--- Start Exercise inputs ---

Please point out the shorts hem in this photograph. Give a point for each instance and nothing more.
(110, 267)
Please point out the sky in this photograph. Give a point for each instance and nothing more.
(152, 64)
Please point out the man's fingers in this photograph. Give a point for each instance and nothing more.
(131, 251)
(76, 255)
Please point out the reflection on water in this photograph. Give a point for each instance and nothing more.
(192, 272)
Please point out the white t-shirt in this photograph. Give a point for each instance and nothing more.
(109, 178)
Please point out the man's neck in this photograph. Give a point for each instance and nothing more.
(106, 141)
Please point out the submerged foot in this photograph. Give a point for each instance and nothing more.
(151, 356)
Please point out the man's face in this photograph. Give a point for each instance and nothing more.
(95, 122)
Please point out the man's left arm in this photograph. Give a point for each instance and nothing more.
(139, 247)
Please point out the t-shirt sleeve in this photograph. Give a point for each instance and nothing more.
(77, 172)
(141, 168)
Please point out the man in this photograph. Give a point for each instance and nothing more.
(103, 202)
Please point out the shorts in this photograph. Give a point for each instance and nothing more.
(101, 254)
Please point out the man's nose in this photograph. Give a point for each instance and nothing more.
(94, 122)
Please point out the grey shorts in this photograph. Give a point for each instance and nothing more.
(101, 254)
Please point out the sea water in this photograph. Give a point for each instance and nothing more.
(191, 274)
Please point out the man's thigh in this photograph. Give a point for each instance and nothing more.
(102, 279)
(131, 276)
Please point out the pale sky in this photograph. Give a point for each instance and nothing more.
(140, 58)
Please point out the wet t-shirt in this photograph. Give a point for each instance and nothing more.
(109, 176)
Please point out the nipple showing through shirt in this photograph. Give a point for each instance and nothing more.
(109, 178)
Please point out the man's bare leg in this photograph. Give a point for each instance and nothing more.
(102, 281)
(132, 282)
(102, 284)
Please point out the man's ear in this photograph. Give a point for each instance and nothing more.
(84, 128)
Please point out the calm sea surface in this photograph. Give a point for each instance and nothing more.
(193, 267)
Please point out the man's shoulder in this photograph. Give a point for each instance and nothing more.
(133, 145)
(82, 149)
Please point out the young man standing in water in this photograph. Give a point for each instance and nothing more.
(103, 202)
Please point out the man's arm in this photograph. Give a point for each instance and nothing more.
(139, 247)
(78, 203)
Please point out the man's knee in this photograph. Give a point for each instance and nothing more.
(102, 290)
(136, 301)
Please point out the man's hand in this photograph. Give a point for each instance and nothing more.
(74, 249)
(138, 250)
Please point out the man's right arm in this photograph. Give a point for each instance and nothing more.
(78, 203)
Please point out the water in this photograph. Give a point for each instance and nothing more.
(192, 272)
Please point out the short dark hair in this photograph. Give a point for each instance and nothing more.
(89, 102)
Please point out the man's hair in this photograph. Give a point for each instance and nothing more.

--- End Exercise inputs ---

• _What the task requires_: Output every line of the entries above as a Markdown table with the columns "No." and "Line". Number the rows in order and omit blank lines.

• _Correct result_:
| No. | Line |
|---|---|
| 1 | Please point out the shorts hem in this photograph. Give a point for each instance and nothing more. |
| 2 | (110, 267) |
| 3 | Please point out the sky in this photograph. Give a point for each instance and nothing more. |
| 4 | (152, 64) |
| 5 | Please point out the man's fingers in this photograph. Give a point for each instance and nothing more. |
| 6 | (131, 251) |
| 7 | (76, 255) |
| 8 | Please point out the reflection on water in this photograph. Give a point for each instance and nothing more. |
| 9 | (192, 272) |
| 10 | Please point out the white t-shirt in this photograph. Give a point for each instance and nothing more. |
| 11 | (109, 178) |
| 12 | Please point out the man's neck in this photograph. Give a point for each instance and nothing more. |
| 13 | (106, 141) |
| 14 | Please point out the submerged foot in this photograph. Give a point for each instance and nothing more. |
| 15 | (151, 356) |
| 16 | Please point out the man's face in this photograph. Give a point for each instance and nothing more. |
| 17 | (95, 122) |
| 18 | Please point out the man's left arm in this photograph. Give a point for each instance and nothing more. |
| 19 | (139, 247) |
| 20 | Please point out the t-shirt sleeve in this photograph. Give a point for each instance and nothing more. |
| 21 | (77, 172) |
| 22 | (141, 168) |
| 23 | Please point out the man in this photograph. Give a point for each instance and nothing more. |
| 24 | (103, 202) |
| 25 | Please point out the shorts in this photograph. Give a point for each instance and nothing more. |
| 26 | (101, 254) |
| 27 | Please point out the man's nose in this photograph. Give a point for each instance and nothing more. |
| 28 | (94, 122) |
| 29 | Please point out the grey shorts in this photograph. Give a point for each instance and nothing more. |
| 30 | (101, 254) |
| 31 | Please point out the sea water in this photograph. Give a point for each instance and nothing more. |
| 32 | (191, 274) |
| 33 | Please point out the man's thigh in this photograph. Give a point for each instance and nothing more. |
| 34 | (102, 279) |
| 35 | (131, 276) |
| 36 | Please point out the pale sky in this photograph. Give a point for each instance and nothing more. |
| 37 | (140, 58) |
| 38 | Please point out the wet t-shirt in this photograph. Give a point for each instance and nothing more. |
| 39 | (109, 176) |
| 40 | Please point out the nipple showing through shirt in this photograph. Give a point for each instance and nothing more. |
| 41 | (109, 178) |
| 42 | Please point out the man's bare leg in this photograph. Give a point for each instance and nothing more. |
| 43 | (102, 281) |
| 44 | (132, 282) |
| 45 | (102, 284) |
| 46 | Please point out the man's ear in this photograph. Give a point for each instance and nothing more. |
| 47 | (84, 128) |
| 48 | Please point out the calm sea surface in this photograph. Give a point for each instance and nothing more. |
| 49 | (193, 267) |
| 50 | Please point out the man's shoulder in this photograph. Give a point for each instance and nothing more. |
| 51 | (133, 145) |
| 52 | (82, 149) |
| 53 | Please point out the young man standing in water in this photograph. Give a point for each instance and nothing more. |
| 54 | (103, 202) |
| 55 | Please point out the man's arm in this photograph. Give a point for each instance and nothing more. |
| 56 | (139, 247) |
| 57 | (78, 203) |
| 58 | Please point out the man's knee in this photograph. Give a point for each instance and nothing more. |
| 59 | (102, 290) |
| 60 | (136, 301) |
| 61 | Please point out the man's hand in this photograph. Give a point for each instance and nothing more. |
| 62 | (74, 249) |
| 63 | (138, 250) |
| 64 | Please point out the man's right arm in this photograph. Give a point for each instance and nothing more. |
| 65 | (78, 203) |
| 66 | Please point out the water in this photograph. Give a point for each instance and nothing more. |
| 67 | (192, 272) |
| 68 | Please point out the short dark hair in this photograph. Give a point for each instance and nothing more. |
| 69 | (89, 102) |
| 70 | Please point out the man's hair in this photograph. Give a point for each instance and nothing more. |